_Your task_
Wherever a line below holds the word "arched", copy that line.

_Extracted records_
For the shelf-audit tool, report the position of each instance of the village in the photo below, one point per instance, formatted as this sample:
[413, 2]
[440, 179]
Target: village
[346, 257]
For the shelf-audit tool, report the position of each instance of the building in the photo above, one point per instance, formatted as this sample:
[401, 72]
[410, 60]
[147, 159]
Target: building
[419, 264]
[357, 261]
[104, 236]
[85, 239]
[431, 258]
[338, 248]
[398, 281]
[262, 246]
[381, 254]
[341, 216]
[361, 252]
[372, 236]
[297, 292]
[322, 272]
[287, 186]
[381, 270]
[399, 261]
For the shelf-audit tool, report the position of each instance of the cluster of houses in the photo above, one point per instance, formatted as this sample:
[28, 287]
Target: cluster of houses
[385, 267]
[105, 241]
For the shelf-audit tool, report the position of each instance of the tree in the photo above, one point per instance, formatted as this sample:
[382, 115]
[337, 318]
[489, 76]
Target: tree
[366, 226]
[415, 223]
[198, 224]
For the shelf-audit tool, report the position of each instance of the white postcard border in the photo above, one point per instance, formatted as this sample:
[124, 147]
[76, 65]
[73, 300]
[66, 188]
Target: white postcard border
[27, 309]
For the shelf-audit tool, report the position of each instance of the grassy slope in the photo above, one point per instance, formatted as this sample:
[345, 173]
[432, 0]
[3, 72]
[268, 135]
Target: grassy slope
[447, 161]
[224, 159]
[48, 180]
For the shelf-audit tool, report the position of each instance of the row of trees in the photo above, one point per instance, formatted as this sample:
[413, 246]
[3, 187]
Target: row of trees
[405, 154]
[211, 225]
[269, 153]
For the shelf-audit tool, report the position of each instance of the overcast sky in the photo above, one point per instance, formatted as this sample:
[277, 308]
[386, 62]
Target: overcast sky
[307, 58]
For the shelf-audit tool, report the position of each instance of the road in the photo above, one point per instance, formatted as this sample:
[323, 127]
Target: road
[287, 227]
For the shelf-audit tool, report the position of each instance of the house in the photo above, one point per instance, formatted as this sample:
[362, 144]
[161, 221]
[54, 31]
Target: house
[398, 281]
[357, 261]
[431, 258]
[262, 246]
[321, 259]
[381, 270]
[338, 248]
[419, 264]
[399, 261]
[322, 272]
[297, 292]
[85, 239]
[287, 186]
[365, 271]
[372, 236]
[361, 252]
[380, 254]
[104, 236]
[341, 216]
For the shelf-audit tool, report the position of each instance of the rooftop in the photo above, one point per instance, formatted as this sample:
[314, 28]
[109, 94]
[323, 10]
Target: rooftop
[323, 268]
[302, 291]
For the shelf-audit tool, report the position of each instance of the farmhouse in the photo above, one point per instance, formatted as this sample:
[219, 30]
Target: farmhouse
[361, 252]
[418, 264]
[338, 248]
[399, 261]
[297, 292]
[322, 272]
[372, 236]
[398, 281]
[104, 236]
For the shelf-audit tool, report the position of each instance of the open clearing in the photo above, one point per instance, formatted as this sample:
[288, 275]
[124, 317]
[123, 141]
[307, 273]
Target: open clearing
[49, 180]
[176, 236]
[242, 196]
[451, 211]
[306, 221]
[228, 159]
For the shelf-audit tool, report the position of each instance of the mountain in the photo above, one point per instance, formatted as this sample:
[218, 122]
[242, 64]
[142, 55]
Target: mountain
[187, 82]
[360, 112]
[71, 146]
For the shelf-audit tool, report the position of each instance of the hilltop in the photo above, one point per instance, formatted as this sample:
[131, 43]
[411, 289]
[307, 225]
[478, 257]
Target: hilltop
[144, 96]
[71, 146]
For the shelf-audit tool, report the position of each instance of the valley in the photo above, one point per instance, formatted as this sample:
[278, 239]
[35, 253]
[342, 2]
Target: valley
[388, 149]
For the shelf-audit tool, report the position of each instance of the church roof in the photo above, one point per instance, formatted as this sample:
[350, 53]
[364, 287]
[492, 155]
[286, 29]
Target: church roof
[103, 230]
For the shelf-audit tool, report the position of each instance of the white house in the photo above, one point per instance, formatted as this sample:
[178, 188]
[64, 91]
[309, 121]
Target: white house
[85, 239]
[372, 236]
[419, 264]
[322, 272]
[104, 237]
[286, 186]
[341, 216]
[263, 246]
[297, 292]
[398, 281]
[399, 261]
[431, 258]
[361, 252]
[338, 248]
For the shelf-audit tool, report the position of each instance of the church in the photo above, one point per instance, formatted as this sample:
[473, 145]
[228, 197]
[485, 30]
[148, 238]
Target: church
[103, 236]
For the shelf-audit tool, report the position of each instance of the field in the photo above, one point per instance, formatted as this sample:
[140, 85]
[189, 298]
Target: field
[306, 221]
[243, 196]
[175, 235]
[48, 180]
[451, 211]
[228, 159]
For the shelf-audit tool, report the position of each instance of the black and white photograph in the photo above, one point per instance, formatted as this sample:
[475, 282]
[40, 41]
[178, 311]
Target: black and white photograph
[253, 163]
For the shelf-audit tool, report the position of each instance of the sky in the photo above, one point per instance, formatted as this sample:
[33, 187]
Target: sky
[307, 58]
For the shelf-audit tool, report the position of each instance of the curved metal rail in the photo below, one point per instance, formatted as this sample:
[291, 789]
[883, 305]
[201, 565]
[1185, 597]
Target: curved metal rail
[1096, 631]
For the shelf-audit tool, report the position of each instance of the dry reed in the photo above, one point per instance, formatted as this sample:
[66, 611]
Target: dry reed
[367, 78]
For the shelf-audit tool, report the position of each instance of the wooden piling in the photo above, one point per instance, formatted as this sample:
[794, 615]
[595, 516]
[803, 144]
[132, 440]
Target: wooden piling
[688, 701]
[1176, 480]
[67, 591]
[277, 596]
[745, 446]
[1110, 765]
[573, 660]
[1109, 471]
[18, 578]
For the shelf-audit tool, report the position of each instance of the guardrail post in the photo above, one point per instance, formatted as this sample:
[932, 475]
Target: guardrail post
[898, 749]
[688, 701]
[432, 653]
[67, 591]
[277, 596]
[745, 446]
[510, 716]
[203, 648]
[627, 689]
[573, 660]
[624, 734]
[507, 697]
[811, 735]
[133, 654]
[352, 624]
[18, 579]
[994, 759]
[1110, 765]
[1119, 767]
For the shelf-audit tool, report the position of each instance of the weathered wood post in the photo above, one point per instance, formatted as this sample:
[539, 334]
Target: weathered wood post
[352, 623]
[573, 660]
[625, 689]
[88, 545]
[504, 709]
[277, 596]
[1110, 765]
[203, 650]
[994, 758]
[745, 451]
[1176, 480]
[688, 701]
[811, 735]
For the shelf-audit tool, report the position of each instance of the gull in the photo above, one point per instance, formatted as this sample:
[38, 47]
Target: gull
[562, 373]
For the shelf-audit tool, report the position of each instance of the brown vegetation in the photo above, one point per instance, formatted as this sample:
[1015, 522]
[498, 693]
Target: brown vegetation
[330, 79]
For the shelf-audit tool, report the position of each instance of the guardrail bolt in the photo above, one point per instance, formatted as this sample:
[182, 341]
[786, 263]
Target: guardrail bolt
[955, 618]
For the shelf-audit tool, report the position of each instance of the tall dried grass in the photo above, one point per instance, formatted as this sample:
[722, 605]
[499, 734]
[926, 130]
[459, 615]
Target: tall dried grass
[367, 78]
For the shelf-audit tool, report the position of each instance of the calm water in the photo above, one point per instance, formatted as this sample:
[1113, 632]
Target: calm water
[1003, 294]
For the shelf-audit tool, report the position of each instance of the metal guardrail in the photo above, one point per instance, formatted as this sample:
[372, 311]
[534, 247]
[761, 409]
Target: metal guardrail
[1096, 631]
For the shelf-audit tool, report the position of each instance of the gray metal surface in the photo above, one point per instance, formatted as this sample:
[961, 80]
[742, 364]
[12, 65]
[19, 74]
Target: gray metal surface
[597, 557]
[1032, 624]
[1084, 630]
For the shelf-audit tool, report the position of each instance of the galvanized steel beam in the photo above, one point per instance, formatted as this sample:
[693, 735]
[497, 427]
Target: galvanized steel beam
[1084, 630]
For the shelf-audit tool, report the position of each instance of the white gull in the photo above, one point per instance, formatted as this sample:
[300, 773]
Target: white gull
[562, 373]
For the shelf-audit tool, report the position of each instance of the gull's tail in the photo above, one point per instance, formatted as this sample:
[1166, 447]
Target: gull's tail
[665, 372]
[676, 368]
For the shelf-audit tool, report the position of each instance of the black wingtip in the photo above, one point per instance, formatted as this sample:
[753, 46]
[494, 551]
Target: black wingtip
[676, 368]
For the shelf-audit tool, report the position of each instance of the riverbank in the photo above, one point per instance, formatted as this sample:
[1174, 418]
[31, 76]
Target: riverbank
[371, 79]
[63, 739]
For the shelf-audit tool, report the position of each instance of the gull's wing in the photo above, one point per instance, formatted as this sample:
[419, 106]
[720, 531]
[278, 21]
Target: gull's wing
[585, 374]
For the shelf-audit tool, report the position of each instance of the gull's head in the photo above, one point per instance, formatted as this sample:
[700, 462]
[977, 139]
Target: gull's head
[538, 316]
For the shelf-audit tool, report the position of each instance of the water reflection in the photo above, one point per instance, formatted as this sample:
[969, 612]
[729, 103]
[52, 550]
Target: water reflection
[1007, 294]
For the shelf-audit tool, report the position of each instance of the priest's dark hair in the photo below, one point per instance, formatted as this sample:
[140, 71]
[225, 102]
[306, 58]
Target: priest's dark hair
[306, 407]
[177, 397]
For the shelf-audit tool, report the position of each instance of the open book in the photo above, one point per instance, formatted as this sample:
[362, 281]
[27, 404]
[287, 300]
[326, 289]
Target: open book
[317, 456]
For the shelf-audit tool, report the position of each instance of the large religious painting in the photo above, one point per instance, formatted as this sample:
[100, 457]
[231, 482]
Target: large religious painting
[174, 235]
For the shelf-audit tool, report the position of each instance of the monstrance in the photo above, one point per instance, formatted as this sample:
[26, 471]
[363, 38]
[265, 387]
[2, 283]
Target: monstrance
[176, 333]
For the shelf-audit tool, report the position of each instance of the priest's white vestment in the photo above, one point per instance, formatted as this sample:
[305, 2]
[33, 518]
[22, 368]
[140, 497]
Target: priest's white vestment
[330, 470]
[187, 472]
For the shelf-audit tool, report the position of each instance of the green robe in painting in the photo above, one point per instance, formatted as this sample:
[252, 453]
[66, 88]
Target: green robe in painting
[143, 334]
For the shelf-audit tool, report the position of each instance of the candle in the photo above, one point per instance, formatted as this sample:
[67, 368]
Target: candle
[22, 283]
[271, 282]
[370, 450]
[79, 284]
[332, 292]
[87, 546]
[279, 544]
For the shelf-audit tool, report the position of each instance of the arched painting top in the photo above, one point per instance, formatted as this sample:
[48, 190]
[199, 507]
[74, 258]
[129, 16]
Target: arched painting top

_Response area_
For the shelf-audit tool, report the position of each instance of the arched painting top in the photo above, one point per instance, formatted as this sample:
Target: arched painting top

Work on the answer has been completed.